• YOUR INSTRUCTIONS: Pull out every line of the entries below word for word, leaving out the pictures.

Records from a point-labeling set
* start *
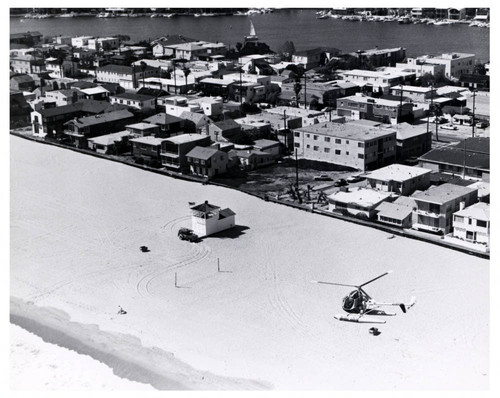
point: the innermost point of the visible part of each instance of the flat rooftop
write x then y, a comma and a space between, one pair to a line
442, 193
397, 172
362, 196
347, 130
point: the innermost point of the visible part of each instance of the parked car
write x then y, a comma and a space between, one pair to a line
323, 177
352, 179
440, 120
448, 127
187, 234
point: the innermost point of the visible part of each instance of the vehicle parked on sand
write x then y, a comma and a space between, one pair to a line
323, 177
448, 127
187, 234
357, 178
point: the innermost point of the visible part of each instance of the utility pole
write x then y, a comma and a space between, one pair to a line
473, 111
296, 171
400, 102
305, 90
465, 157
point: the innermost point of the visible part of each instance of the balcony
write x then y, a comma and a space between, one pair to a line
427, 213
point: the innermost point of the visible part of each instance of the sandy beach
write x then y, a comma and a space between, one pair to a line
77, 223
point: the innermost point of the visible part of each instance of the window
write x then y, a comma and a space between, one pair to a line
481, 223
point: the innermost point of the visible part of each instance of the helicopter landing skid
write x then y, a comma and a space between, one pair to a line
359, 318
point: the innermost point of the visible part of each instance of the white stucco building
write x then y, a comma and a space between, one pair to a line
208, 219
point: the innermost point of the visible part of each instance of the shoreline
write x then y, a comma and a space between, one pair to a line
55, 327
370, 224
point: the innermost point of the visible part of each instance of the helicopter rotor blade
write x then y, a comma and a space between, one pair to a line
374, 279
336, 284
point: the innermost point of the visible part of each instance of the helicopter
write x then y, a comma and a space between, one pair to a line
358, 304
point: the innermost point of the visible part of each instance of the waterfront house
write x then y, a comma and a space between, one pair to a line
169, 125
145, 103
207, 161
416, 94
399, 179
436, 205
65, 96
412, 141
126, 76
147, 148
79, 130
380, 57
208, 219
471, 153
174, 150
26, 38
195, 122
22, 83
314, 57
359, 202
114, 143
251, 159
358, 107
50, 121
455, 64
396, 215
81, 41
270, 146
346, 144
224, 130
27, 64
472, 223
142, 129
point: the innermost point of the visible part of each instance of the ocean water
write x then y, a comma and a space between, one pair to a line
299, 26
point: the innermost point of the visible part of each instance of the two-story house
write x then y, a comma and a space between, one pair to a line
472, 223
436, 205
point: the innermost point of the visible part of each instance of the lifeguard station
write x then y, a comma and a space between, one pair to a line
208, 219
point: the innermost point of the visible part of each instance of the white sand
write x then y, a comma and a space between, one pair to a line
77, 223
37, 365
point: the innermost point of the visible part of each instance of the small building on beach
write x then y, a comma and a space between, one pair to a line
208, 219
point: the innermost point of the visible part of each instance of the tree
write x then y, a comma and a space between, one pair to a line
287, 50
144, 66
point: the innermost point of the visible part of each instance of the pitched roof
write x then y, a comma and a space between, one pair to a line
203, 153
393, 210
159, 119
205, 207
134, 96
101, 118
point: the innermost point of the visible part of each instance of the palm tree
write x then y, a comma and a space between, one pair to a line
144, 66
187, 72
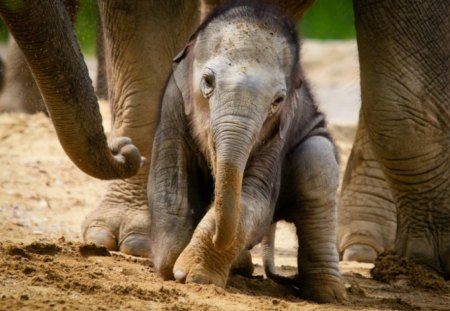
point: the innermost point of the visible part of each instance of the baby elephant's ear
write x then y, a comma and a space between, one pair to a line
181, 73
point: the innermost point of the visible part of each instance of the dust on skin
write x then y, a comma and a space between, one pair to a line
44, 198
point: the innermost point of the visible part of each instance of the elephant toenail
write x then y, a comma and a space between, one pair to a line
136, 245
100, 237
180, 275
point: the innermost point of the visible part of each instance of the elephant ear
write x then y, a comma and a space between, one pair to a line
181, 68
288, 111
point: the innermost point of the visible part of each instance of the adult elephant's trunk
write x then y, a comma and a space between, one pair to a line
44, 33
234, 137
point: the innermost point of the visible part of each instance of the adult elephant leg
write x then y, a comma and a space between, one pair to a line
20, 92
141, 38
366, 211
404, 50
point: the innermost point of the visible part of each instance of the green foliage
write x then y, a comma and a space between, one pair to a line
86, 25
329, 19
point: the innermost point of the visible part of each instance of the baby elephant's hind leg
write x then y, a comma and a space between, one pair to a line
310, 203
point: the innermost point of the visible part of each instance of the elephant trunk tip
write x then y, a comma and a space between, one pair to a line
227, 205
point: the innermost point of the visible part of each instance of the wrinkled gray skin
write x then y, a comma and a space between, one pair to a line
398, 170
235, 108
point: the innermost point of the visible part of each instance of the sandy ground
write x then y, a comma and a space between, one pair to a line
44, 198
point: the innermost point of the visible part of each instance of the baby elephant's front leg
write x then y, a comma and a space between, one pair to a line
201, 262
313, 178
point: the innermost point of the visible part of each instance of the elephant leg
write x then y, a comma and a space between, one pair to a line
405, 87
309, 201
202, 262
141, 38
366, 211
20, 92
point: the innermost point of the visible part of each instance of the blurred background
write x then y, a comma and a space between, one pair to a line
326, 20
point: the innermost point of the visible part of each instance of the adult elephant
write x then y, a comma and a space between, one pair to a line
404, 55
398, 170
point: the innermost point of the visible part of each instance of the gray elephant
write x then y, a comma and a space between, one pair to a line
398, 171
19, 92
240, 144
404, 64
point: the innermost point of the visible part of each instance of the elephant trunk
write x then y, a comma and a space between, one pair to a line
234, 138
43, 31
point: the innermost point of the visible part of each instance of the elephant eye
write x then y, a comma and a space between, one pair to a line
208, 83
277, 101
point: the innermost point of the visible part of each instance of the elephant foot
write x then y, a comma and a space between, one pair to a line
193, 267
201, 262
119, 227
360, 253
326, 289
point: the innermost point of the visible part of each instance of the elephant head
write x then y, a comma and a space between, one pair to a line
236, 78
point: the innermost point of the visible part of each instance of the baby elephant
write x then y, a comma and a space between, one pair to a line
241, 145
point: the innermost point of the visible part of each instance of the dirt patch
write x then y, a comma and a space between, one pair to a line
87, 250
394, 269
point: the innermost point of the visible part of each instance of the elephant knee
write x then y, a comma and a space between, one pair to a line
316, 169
* end *
• EXERCISE RESULT:
point: the innermost point of the visible part of each instance of the flat rooftop
write x then y, a comma and a space between, one pair to a line
442, 193
397, 172
362, 196
347, 130
point: the innermost point of the visible part of each instance of the parked car
write x then y, a comma and a space between, one pair to a line
323, 177
352, 179
440, 120
448, 127
187, 234
point: the innermost point of the visible part of each instance of the vehicle parked on sand
write x then y, a comma and a space between, one pair to a line
323, 177
448, 127
187, 234
357, 178
point: the innermost point of the visible part of each instance of the utility pole
write x then y, a comma and a space between, one pair to a line
473, 111
296, 171
400, 102
305, 90
465, 157
point: the innermost point of the visible part of each instance of the balcony
write x then y, a comma and a space between, one pair to a line
427, 213
point: the innermost point of the visible part of each instance of the sandy beach
write x then y, a comma and a space between, one pair to a line
77, 223
point: the innermost point of the visible part of each instance of the window
write x then y, a comma and a space between, one pair to a line
481, 223
point: the innermost point of the visible part of each instance of the helicopter landing skid
write x then y, a comma and a space between, one pair to a line
359, 318
point: the innermost point of the visible part of each instance of the white stucco building
write x then y, a comma and a space between, one pair to a line
208, 219
point: the innermost point of the visible part of each instance of the shoreline
write x then y, a comma and a space between, one pair to a line
55, 327
370, 224
point: the innermost point of the visible part of each instance of the helicopter rotor blade
write x then y, a comma and a space between, one pair to a line
374, 279
336, 284
point: the innermost point of the visible part of each instance of the helicopter
write x then y, a comma and a space between, one pair to a line
358, 304
point: the innermost point of the visible part of each instance of the waterfront house
write x then y, a comma and a space between, one pair to a line
169, 125
145, 103
207, 161
416, 94
399, 179
436, 205
65, 96
412, 141
126, 76
147, 148
79, 130
380, 57
208, 219
471, 153
174, 150
26, 38
195, 122
22, 83
314, 57
359, 202
114, 143
251, 159
358, 107
50, 121
455, 64
396, 215
81, 41
270, 146
346, 144
224, 130
27, 64
472, 223
142, 129
point: the innermost point of the visible part of each instance of the ocean water
write x then y, a comma and a space between, one pair to a line
299, 26
point: the innermost point of the visible part of each instance of the two-story house
write x then y, a comma and a space between, one pair to a line
472, 223
436, 205
point: the innermost point of the visible part of each instance of the lifeguard station
write x then y, a comma and a space between, one pair to a line
208, 219
point: the innermost point of the visible part of each instance of the white sand
write x then y, a comma and a space between, one pair to a line
77, 223
37, 365
point: the innermost point of the visible part of each instance of the small building on beach
write x then y, a comma and a space between, one pair to a line
208, 219
point: the innermost point of the visible part of each instance of the tree
write x then y, a comma and a space between, one pair to a line
287, 50
144, 66
point: the innermost point of the visible part of each instance of the pitched roof
write x then y, a comma and a space between, one pair to a line
203, 153
393, 210
159, 119
205, 207
134, 96
101, 118
point: the innermost point of the visible part of each instance of the palm tree
write x then y, a comma and a space between, one pair to a line
144, 66
187, 72
point: the innermost point of the visible part of each instance of the baby elephant's ear
write x then y, a comma and a space between, one pair to a line
181, 73
point: the innermost point of the visible part of each instance of the dust on skin
write x then y, a comma and a space between, one pair to a line
44, 198
point: the innermost point of the visible part of each instance of the elephant toenail
write x then y, a comma and a space between, one pair to a line
136, 245
100, 237
180, 275
point: the innermost point of the visible part of each instance of the elephant ear
write x then y, a comma and a space between, one pair to a line
181, 68
288, 111
point: the innermost point of the visible part of each instance of the adult elephant's trunk
write x then y, a comma and a space between, one pair to a line
44, 33
234, 137
point: the innermost point of the visible part of each instance of the adult elephant leg
write x then y, a comma and a space between, one pair to a line
20, 92
141, 38
366, 211
404, 50
point: the innermost point of the visible part of each instance of the green foliage
write x then y, a comma and a space between, one pair to a line
86, 25
329, 19
point: the innermost point of the visible part of each instance of the baby elephant's hind leg
write x then y, a comma and a space between, one pair to a line
310, 203
point: the innermost point of the visible part of each instance of the elephant trunk tip
write x then y, a comma and a space between, one pair to a line
227, 205
point: the innermost point of the visible part of each instance of the wrinkled gray skin
write x then y, a comma and a space between, one pair to a line
398, 170
235, 108
point: the innermost point of the visible part of each instance of the sandy ground
write x then y, a comma and a space between, one pair to a line
44, 198
point: the innermost point of the visible part of each instance of the baby elephant's front leg
write x then y, a comma and a space between, one pair to a line
201, 262
313, 178
point: the innermost point of the visible part of each instance of the elephant leg
write x then y, a comma and a space between, one pair to a line
405, 87
309, 201
202, 262
141, 38
366, 211
20, 92
point: the innermost point of the visible part of each instance of the blurred background
write x then y, a comma and a space between, one pair to a line
326, 20
point: the innermost point of the visible part of each instance of the adult elephant
write x then y, a comma and a space between, one pair to a line
404, 55
398, 170
point: the innermost point of the visible part of each instance of the gray elephant
write x then y, a comma and a space between, one pair to a line
398, 171
19, 92
240, 144
404, 64
point: the innermost point of the visible part of each instance of the elephant trunk
write x then y, a comma and a space between, one pair to a line
234, 138
43, 31
point: the innermost point of the visible part of each instance of the elephant eye
write x then y, a comma and a space between, one pair to a line
208, 83
277, 101
point: the innermost point of the visible part of each instance of the elephant foot
write x then y, a comma and a space between, one pair to a line
193, 267
201, 262
119, 227
360, 253
326, 289
point: the innermost point of the visible part of each instance of the elephant head
write x then y, a comma and a space between, one pair to a line
236, 78
point: the innermost point of the visible part of each instance of the baby elephant
write x then y, a comma and a space between, one pair to a line
241, 145
point: the innermost point of the visible part of each instance of the dirt patch
write x then y, a comma and a space between, one pair to a line
87, 250
394, 269
point: the innermost point of the visible part of each instance of the elephant knee
write x then y, a comma and a space between, one pair to a line
316, 169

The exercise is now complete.